READING TEXT:
Community Standards

You can view our FAIRDOM Standards collection in the FAIRsharing catalogue.

What are Community Standards?

Standards are, in essence, an agreed way of organising and describing things. Systems biology has standards for formatting, and for annotating data and models. They are designed by experts with an understanding of what key information will comprise the outcome of an experiment, and how it is best structured in a written format. Agreements and development of standards for systems and synthetic biology often occur at a grass-roots level through communities such as COMBINE. There are also some relevant top-down standards developed by the International Standards Organisation (ISO).

Standard Formatting

Standardised formats are used to structure knowledge from experiments and models in a consistent way. This allows the key information to be easily found both by researchers, and software. Standardised formats have been generated to support systems biologists in structuring models (e.g. SBML, CellML), simulating models (e.g. SBRML, SEDML), visualising models (e.g. SBGN), structuring data (e.g MzTAB for Proteomics), and structuring investigations (e.g. ISATab).

A FAIRDOM survey of standard usage has shown that the community use of standard formats is above two thirds. But it has been noted that systems biology standards are not suitable for all types of data and models produced within the field, with physiology models, and certain cellular processes such as transcription not having suitable, mature standards available for use.

Metadata Descriptions

Metadata is data about data – or descriptions of data. They are used to describe knowledge from experiments and models, allowing them to be easily interpreted, reused, and reproduced. Descriptions can include strains of an organism, media used for growth, pH, temperature, sample collection times, or even samples identifiers (e.g. metabolite or protein names), as well as many others. Minimum information checklists are used to ensure data and models contain enough description to be understandable. FAIRsharing makes a wide range of minimum information checklists available for researchers to use. Metadata descriptions are also best used in conjunction with naming conventions, such as ontologies or controlled vocabularies. Naming conventions ensure that the semantics of an entity, such as a metabolite or gene, are unambiguous.

INFORMATION:
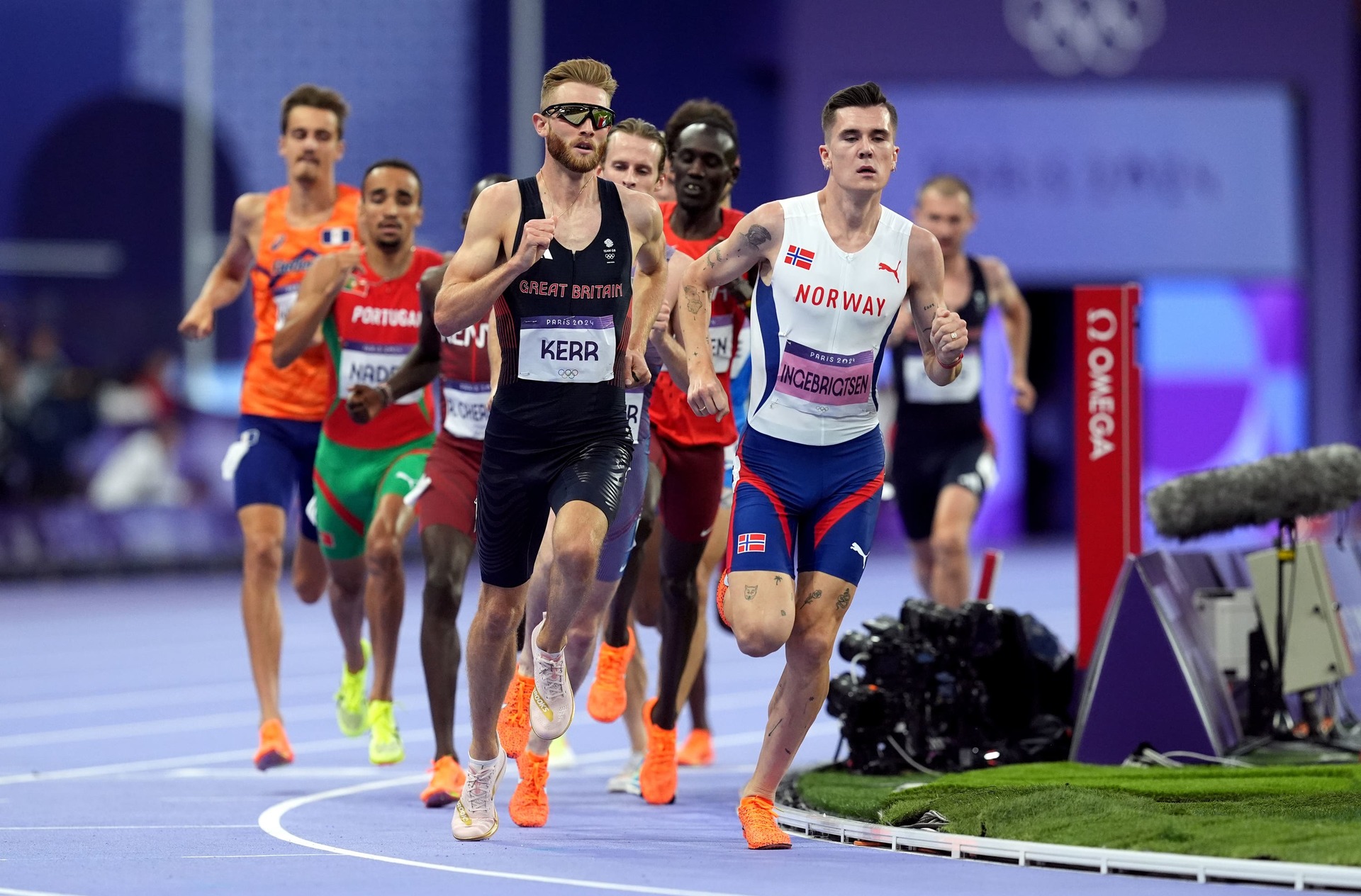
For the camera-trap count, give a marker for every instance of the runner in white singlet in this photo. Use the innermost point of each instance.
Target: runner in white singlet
(836, 266)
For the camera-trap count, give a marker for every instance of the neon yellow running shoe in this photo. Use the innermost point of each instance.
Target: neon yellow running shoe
(352, 706)
(384, 740)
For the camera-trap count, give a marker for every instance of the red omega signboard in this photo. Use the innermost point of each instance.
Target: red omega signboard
(1107, 436)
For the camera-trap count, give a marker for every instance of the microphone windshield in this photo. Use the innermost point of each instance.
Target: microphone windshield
(1309, 482)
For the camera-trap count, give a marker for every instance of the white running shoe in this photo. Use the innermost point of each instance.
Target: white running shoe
(551, 703)
(476, 816)
(561, 756)
(627, 782)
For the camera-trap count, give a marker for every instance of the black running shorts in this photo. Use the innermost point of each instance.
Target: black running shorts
(523, 478)
(922, 470)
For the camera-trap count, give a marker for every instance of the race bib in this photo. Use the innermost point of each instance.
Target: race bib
(466, 409)
(919, 388)
(824, 383)
(633, 405)
(371, 364)
(285, 298)
(720, 342)
(566, 349)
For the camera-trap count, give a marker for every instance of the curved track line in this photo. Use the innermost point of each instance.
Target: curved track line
(271, 822)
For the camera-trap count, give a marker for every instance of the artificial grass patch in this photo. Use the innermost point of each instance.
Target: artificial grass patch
(1294, 814)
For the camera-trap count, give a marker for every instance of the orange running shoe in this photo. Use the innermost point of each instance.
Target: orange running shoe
(658, 776)
(274, 746)
(607, 698)
(513, 722)
(530, 804)
(698, 749)
(758, 826)
(445, 783)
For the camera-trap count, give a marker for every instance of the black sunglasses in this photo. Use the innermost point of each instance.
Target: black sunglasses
(578, 112)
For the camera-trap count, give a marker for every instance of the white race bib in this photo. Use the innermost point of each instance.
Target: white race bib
(825, 383)
(466, 409)
(285, 298)
(919, 388)
(371, 364)
(720, 342)
(633, 405)
(566, 349)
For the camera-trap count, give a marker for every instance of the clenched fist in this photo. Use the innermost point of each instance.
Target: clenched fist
(198, 322)
(949, 337)
(534, 241)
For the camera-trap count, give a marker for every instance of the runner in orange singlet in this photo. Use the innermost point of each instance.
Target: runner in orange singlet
(274, 240)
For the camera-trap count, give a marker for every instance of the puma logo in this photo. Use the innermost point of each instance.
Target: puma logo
(856, 548)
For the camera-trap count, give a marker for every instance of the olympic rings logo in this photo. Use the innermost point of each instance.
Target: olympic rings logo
(1069, 37)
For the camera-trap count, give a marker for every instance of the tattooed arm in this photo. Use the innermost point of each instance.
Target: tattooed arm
(753, 242)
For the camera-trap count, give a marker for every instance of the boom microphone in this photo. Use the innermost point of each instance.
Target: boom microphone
(1309, 482)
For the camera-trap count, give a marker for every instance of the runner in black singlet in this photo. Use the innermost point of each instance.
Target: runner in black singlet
(553, 254)
(943, 455)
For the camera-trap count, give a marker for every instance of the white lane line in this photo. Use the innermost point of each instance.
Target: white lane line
(125, 827)
(271, 822)
(288, 771)
(264, 856)
(169, 726)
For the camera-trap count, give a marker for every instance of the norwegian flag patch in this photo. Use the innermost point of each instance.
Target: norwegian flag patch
(800, 258)
(751, 542)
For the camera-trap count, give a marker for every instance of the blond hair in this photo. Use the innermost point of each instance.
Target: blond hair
(646, 130)
(946, 186)
(583, 71)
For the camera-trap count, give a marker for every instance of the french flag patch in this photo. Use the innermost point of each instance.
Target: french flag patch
(337, 236)
(800, 258)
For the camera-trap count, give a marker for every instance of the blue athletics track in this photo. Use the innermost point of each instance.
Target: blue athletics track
(127, 726)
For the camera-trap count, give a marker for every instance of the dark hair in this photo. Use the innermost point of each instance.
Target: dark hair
(946, 186)
(403, 165)
(640, 128)
(315, 97)
(859, 96)
(701, 112)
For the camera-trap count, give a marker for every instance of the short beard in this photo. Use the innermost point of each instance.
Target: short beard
(562, 153)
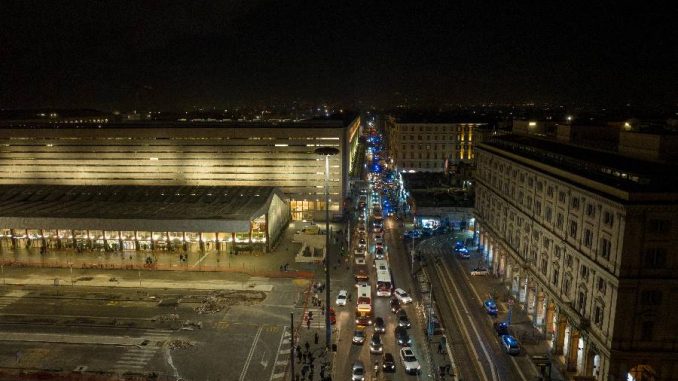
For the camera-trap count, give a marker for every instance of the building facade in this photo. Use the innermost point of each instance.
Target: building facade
(586, 242)
(186, 153)
(429, 146)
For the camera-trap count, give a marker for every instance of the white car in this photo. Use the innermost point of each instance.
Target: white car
(342, 298)
(409, 361)
(479, 271)
(402, 296)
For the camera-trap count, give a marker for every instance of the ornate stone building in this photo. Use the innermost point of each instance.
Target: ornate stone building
(586, 241)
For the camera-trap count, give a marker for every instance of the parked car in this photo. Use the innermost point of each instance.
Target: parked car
(409, 361)
(403, 320)
(359, 335)
(376, 346)
(388, 363)
(402, 337)
(395, 305)
(358, 372)
(342, 297)
(510, 344)
(490, 307)
(379, 325)
(402, 296)
(501, 328)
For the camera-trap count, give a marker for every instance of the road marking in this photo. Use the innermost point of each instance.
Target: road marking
(475, 329)
(468, 281)
(249, 356)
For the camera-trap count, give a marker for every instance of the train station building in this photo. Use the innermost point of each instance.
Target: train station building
(142, 218)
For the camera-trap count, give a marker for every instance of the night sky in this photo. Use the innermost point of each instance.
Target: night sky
(149, 54)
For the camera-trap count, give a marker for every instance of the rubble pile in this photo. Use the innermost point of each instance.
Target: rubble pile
(167, 317)
(217, 301)
(179, 344)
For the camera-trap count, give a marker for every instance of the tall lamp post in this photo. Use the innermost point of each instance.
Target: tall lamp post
(327, 152)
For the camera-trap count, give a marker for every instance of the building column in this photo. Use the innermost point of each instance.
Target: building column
(560, 335)
(573, 350)
(522, 293)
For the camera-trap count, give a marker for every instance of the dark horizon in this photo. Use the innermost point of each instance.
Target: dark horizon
(133, 55)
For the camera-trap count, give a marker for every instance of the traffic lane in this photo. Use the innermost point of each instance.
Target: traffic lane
(399, 262)
(507, 365)
(463, 355)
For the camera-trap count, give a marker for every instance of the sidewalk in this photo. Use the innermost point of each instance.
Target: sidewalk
(533, 342)
(30, 263)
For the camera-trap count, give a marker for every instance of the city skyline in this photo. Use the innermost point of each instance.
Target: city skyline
(144, 56)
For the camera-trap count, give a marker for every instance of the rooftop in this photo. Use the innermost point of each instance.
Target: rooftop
(159, 203)
(621, 172)
(310, 123)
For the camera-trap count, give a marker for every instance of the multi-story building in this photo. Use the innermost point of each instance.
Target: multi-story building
(586, 242)
(186, 153)
(429, 144)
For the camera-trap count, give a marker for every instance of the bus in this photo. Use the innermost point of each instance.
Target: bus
(384, 283)
(363, 311)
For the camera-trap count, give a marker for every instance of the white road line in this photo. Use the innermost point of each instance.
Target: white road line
(243, 373)
(475, 329)
(461, 323)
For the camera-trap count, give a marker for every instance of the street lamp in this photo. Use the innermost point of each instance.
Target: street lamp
(327, 152)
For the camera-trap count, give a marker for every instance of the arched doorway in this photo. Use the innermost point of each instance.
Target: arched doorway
(642, 372)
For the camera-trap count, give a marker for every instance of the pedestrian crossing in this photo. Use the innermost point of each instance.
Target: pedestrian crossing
(136, 358)
(317, 318)
(11, 297)
(282, 359)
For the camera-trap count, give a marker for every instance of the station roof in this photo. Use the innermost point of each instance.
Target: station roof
(123, 207)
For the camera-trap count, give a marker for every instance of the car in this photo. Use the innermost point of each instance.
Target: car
(333, 316)
(510, 344)
(388, 363)
(395, 305)
(376, 346)
(379, 325)
(402, 337)
(409, 361)
(342, 297)
(501, 328)
(490, 307)
(403, 320)
(358, 371)
(379, 253)
(402, 296)
(359, 335)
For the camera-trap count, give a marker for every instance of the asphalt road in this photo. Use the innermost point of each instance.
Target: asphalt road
(128, 331)
(349, 353)
(474, 343)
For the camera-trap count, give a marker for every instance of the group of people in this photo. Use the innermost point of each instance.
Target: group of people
(307, 361)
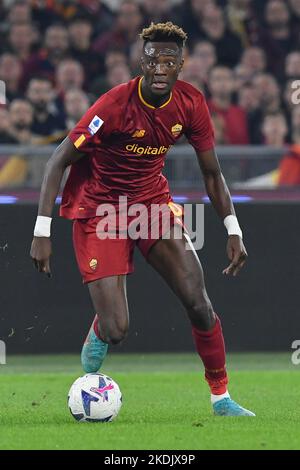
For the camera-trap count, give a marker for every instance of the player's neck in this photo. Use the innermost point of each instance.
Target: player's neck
(152, 99)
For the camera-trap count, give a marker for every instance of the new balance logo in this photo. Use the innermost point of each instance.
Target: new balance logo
(139, 133)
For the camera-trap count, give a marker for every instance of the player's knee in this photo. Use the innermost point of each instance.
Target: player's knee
(116, 333)
(201, 314)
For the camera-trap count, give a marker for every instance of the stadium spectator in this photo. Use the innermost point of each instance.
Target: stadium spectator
(158, 11)
(188, 14)
(21, 39)
(294, 6)
(221, 86)
(292, 65)
(76, 103)
(268, 93)
(45, 61)
(40, 93)
(19, 13)
(289, 168)
(6, 137)
(115, 57)
(126, 28)
(213, 28)
(10, 73)
(287, 97)
(296, 125)
(248, 100)
(242, 20)
(69, 75)
(254, 58)
(193, 72)
(275, 129)
(258, 39)
(21, 119)
(80, 34)
(277, 37)
(206, 52)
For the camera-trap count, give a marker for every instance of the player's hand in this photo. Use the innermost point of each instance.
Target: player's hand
(40, 254)
(237, 254)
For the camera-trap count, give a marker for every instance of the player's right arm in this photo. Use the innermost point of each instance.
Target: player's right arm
(64, 155)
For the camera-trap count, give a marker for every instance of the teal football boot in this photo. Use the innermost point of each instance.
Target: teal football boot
(93, 352)
(228, 407)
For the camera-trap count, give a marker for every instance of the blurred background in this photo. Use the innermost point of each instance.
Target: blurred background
(56, 59)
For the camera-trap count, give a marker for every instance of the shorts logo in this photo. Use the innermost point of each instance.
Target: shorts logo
(95, 125)
(139, 133)
(176, 130)
(93, 264)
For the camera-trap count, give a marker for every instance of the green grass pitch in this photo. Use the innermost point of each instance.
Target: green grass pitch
(165, 404)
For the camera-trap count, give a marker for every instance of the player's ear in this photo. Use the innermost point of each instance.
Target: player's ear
(142, 64)
(181, 64)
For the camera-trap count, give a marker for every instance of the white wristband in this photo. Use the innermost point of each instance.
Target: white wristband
(232, 225)
(42, 226)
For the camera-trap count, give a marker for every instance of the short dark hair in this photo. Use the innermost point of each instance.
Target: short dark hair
(163, 32)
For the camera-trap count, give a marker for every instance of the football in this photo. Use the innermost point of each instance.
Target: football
(94, 398)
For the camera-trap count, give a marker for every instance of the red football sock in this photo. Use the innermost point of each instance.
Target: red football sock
(211, 348)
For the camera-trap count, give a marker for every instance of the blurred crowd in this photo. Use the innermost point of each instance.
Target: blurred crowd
(57, 57)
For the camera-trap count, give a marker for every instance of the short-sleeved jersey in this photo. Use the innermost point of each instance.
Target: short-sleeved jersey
(126, 141)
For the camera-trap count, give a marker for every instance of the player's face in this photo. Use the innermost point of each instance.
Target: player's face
(161, 63)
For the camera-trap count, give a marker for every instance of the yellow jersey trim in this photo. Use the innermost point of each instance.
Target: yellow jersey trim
(145, 102)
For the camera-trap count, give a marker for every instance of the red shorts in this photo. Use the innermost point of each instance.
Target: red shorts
(100, 257)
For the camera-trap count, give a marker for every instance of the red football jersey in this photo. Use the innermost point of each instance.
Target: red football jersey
(125, 141)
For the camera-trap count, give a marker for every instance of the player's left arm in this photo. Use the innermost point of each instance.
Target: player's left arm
(219, 195)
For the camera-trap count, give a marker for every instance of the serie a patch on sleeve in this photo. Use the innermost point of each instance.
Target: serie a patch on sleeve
(95, 125)
(79, 141)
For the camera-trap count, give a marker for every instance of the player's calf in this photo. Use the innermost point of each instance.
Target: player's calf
(94, 350)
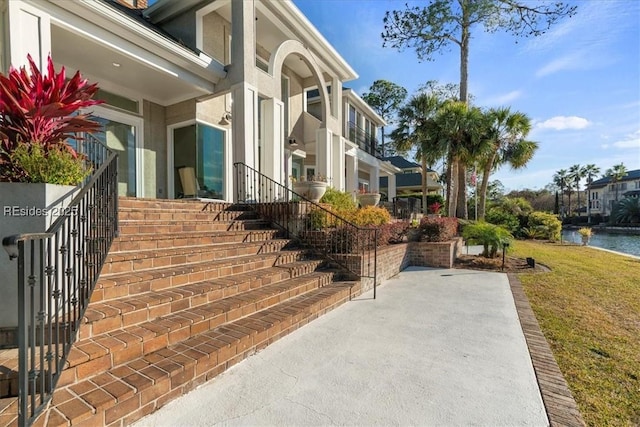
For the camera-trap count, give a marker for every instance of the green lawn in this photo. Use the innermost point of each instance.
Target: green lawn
(588, 307)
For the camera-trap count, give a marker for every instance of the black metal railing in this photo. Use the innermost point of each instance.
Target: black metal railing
(57, 271)
(365, 140)
(316, 227)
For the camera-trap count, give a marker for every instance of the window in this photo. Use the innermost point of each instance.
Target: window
(199, 147)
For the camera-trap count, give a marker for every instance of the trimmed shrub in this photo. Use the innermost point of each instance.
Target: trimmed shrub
(371, 216)
(492, 237)
(392, 233)
(340, 201)
(54, 166)
(438, 229)
(546, 226)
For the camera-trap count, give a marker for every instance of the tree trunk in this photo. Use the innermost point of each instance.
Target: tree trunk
(451, 187)
(482, 205)
(424, 185)
(464, 52)
(462, 211)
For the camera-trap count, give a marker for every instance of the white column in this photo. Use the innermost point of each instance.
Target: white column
(273, 139)
(392, 187)
(352, 174)
(324, 149)
(374, 178)
(29, 33)
(338, 163)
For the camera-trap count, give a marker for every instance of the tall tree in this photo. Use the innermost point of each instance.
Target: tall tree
(577, 173)
(385, 98)
(460, 132)
(415, 131)
(435, 27)
(506, 135)
(616, 173)
(560, 179)
(590, 172)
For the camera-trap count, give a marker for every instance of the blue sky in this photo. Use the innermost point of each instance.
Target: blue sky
(579, 83)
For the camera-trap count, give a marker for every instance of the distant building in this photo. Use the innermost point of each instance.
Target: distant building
(603, 192)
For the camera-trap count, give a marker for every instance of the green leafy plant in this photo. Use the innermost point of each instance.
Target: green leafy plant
(57, 166)
(371, 216)
(438, 229)
(492, 237)
(41, 109)
(548, 225)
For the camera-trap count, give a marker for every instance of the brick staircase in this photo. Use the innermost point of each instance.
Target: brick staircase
(187, 290)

WORK INSTRUCTION:
Reproduce word for word the passage of the community standards text that opens with the words containing "Standard Formatting" and closes with "available for use.". The records aren't needed for this work.

REPLY:
Standard Formatting

Standardised formats are used to structure knowledge from experiments and models in a consistent way. This allows the key information to be easily found both by researchers, and software. Standardised formats have been generated to support systems biologists in structuring models (e.g. SBML, CellML), simulating models (e.g. SBRML, SEDML), visualising models (e.g. SBGN), structuring data (e.g MzTAB for Proteomics), and structuring investigations (e.g. ISATab).

A FAIRDOM survey of standard usage has shown that the community use of standard formats is above two thirds. But it has been noted that systems biology standards are not suitable for all types of data and models produced within the field, with physiology models, and certain cellular processes such as transcription not having suitable, mature standards available for use.